• **What is required**: Only lines containing the string "below" belong in the answer; find them in the records and copy them.

Stored data entries
'''
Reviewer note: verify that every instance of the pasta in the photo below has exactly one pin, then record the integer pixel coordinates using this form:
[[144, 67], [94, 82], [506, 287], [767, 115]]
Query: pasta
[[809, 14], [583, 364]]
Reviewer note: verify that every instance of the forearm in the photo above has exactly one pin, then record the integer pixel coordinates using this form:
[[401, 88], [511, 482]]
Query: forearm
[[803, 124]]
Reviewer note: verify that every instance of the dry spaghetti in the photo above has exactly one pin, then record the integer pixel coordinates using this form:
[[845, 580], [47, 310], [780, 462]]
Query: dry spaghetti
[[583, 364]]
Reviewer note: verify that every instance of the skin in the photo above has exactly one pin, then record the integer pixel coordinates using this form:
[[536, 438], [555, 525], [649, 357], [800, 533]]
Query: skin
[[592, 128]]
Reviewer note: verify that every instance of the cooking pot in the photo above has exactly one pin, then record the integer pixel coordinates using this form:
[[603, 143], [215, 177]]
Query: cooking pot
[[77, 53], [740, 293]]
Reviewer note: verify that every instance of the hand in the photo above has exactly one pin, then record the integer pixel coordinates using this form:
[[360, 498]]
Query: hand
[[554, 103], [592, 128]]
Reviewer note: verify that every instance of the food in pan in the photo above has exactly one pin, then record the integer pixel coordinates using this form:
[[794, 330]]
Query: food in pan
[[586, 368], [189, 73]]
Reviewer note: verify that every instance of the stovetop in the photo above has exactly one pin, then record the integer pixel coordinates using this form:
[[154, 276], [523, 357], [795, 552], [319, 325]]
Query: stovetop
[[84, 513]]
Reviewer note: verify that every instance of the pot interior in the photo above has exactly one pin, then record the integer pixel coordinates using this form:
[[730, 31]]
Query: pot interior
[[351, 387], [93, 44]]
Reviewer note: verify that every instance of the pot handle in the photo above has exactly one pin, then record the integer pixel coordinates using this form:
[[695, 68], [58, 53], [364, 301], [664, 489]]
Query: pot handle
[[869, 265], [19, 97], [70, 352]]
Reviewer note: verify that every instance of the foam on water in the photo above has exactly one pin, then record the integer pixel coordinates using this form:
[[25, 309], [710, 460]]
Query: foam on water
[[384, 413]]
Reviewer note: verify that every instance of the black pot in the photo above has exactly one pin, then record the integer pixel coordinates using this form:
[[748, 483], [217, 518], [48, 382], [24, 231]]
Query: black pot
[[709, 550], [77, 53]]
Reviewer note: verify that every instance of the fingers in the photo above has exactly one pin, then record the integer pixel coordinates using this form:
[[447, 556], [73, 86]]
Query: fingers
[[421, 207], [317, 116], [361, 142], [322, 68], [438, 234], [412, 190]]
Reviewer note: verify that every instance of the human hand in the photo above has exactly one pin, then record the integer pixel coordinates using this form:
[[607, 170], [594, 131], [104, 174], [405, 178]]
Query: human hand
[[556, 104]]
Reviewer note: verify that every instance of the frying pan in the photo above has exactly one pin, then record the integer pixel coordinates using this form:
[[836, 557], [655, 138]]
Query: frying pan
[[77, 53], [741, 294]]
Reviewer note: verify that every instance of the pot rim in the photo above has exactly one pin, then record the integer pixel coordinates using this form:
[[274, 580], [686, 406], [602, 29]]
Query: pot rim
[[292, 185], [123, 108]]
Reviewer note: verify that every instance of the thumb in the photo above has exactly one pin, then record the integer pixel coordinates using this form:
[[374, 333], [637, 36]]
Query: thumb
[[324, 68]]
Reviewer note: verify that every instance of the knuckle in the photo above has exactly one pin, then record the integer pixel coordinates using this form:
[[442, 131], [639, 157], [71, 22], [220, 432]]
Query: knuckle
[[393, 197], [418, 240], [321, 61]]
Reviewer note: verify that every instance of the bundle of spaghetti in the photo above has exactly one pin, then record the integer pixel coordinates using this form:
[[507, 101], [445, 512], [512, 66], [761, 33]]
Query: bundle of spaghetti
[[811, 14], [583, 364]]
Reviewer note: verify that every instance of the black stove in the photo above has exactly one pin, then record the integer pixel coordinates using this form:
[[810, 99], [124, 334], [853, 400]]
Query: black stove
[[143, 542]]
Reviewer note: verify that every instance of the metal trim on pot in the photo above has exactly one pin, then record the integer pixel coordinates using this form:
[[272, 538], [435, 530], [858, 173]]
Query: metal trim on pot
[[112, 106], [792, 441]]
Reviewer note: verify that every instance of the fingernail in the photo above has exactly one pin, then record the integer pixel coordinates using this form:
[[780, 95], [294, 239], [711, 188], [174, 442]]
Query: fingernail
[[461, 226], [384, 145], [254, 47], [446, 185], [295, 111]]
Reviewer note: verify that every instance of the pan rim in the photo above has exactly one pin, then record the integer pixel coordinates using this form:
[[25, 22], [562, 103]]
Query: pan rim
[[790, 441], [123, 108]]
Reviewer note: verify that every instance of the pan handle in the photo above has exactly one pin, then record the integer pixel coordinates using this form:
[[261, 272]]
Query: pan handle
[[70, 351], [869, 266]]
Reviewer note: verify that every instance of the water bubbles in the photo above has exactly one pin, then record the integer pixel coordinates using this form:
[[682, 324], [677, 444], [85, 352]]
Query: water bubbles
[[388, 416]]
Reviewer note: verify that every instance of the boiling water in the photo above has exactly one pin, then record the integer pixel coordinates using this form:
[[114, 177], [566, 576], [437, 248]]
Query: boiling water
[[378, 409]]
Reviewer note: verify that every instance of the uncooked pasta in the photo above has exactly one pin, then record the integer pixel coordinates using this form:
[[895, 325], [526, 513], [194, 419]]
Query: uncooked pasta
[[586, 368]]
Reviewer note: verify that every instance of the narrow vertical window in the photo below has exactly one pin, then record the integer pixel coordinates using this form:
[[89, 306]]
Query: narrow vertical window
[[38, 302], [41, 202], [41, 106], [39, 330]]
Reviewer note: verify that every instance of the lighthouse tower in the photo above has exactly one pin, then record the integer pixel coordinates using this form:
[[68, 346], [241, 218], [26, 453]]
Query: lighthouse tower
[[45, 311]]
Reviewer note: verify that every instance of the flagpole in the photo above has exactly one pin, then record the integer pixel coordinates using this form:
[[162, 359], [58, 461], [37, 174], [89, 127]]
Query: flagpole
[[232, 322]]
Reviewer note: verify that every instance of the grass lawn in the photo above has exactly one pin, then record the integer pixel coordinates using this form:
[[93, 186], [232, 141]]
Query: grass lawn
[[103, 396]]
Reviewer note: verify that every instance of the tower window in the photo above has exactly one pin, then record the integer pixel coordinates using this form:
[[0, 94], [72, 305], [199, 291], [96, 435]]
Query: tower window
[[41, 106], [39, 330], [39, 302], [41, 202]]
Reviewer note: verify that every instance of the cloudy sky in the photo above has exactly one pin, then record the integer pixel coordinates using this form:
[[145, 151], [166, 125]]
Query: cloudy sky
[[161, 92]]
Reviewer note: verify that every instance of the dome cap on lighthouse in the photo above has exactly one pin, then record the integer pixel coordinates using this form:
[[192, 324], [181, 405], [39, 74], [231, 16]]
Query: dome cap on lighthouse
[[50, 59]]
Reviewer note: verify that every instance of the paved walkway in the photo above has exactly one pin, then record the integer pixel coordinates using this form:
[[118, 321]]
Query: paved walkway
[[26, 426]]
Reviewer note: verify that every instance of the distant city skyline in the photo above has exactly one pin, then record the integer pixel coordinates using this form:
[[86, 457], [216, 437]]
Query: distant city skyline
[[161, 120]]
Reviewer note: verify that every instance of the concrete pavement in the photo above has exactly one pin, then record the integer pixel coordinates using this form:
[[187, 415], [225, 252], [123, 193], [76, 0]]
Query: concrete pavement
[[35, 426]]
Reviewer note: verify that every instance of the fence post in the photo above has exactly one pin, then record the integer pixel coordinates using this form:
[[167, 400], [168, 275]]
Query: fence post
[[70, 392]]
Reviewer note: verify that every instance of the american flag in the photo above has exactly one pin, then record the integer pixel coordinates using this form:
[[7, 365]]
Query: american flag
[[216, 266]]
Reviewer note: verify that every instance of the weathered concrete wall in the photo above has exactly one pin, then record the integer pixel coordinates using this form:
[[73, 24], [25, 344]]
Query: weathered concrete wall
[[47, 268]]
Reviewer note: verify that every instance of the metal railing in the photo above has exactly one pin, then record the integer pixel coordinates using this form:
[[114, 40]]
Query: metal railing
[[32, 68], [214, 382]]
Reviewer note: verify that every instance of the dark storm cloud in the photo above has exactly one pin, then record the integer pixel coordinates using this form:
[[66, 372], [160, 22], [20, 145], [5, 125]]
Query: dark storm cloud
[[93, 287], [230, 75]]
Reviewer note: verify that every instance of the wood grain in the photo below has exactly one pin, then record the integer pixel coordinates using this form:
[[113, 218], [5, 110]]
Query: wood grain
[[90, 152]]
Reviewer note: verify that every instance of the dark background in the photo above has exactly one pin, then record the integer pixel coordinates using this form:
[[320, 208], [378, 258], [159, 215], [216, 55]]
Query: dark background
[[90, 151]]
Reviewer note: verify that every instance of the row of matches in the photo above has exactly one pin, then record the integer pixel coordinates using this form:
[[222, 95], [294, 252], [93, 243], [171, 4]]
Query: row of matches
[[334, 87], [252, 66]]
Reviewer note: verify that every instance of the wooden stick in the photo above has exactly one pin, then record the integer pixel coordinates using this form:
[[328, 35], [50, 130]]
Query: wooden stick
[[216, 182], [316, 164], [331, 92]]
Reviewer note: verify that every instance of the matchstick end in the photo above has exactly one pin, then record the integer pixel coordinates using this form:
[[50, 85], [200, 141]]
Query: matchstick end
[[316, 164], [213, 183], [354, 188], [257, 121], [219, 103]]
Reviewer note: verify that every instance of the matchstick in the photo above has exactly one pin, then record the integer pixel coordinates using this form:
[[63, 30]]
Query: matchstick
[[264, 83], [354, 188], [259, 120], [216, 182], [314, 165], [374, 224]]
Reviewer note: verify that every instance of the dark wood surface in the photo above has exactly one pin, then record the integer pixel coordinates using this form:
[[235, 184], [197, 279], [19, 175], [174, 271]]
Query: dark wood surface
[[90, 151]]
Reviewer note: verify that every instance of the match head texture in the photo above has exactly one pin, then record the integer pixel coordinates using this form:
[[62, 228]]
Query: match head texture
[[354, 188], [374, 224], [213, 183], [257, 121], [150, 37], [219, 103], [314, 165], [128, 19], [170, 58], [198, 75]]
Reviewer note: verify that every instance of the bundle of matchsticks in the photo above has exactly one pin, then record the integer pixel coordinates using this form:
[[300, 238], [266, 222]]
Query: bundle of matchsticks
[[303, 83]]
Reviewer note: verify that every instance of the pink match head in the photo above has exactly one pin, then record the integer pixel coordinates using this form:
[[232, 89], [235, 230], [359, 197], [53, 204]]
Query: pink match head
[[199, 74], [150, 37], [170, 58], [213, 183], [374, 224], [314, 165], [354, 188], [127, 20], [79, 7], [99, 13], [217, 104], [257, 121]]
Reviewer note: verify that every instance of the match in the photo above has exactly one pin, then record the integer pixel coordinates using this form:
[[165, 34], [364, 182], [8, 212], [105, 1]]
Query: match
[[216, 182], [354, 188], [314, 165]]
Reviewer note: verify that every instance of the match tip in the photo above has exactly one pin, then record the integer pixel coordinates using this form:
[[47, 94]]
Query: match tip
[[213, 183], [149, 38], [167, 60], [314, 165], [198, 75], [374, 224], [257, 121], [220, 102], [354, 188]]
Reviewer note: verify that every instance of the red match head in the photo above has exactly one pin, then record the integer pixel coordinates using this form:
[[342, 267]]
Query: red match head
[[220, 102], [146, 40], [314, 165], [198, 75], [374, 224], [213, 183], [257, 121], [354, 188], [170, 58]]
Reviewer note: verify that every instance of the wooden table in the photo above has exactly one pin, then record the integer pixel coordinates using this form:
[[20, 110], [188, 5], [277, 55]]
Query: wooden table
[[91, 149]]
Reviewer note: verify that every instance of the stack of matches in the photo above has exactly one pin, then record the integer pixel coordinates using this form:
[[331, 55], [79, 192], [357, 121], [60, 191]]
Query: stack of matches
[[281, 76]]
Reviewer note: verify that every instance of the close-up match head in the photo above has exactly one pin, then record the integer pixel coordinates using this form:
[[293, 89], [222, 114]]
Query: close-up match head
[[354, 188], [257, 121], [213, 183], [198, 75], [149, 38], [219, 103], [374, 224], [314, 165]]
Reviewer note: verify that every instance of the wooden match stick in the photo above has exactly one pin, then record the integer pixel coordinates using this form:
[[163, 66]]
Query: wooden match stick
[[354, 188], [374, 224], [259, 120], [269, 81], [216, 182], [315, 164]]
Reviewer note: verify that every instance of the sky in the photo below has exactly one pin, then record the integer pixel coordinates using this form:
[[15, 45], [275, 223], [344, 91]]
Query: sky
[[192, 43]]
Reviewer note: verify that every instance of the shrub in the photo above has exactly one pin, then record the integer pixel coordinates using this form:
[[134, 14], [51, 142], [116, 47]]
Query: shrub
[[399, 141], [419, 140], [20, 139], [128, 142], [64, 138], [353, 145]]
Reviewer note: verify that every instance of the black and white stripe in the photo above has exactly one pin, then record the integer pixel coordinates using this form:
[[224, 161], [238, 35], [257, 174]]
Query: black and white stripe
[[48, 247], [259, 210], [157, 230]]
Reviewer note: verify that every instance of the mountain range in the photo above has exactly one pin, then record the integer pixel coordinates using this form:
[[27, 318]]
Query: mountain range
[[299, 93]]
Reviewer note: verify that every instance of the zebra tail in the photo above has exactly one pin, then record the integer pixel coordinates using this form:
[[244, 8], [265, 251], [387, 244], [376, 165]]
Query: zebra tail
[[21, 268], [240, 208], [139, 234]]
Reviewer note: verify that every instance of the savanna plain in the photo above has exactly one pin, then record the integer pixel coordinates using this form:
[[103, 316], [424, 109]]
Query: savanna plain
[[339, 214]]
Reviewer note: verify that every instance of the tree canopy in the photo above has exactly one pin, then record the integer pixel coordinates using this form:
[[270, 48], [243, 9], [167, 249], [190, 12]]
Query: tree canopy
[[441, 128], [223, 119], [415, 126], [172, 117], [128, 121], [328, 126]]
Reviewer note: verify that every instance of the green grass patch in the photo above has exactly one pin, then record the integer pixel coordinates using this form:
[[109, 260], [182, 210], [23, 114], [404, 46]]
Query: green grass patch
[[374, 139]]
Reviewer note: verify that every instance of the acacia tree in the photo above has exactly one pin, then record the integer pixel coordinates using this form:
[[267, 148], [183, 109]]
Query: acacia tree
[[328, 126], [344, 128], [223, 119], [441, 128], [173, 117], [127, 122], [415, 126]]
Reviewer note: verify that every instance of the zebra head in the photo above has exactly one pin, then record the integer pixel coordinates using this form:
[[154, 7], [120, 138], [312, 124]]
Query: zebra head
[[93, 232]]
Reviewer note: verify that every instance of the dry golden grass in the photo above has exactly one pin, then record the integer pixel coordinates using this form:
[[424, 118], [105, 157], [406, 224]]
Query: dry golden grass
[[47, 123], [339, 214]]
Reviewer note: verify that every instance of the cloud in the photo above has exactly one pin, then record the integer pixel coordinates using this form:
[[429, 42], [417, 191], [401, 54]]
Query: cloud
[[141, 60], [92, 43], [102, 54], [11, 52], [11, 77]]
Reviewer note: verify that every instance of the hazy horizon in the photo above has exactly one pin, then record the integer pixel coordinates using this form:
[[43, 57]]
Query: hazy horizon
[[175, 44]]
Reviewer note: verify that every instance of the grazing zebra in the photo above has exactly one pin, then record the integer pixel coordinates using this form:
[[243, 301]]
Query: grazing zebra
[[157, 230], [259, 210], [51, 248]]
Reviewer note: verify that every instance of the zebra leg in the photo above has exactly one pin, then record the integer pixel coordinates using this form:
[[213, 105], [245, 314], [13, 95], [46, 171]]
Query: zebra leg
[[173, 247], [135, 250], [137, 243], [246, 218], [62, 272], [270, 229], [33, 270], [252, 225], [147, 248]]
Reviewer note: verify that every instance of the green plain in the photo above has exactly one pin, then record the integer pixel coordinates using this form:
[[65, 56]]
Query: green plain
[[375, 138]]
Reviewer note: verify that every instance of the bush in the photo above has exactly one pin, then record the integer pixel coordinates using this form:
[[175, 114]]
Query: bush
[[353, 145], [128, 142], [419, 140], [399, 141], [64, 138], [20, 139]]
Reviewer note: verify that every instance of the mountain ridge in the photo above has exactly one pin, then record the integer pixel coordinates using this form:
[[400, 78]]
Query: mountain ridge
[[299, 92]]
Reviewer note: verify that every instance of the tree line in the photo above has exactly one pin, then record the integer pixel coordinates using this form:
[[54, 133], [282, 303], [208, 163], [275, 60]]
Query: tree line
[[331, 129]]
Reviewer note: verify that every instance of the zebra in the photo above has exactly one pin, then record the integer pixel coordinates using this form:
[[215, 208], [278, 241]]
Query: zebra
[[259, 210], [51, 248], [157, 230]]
'''
• **Answer to the exercise**:
Reviewer note: verify that every instance of the pasta in the photo below has exactly one pin, then record the integer pixel coordinates using this form:
Reviewer note: verify that every instance of the narrow vertical window in the photo below has exactly one pin, then record the integer pixel coordinates using this form:
Reviewer note: verify that every instance of the wood grain in the photo below has exactly one pin, then record the integer pixel coordinates using this form:
Reviewer note: verify that every instance of the sky in the photo below has exactly one pin, then record the integer pixel coordinates using this form:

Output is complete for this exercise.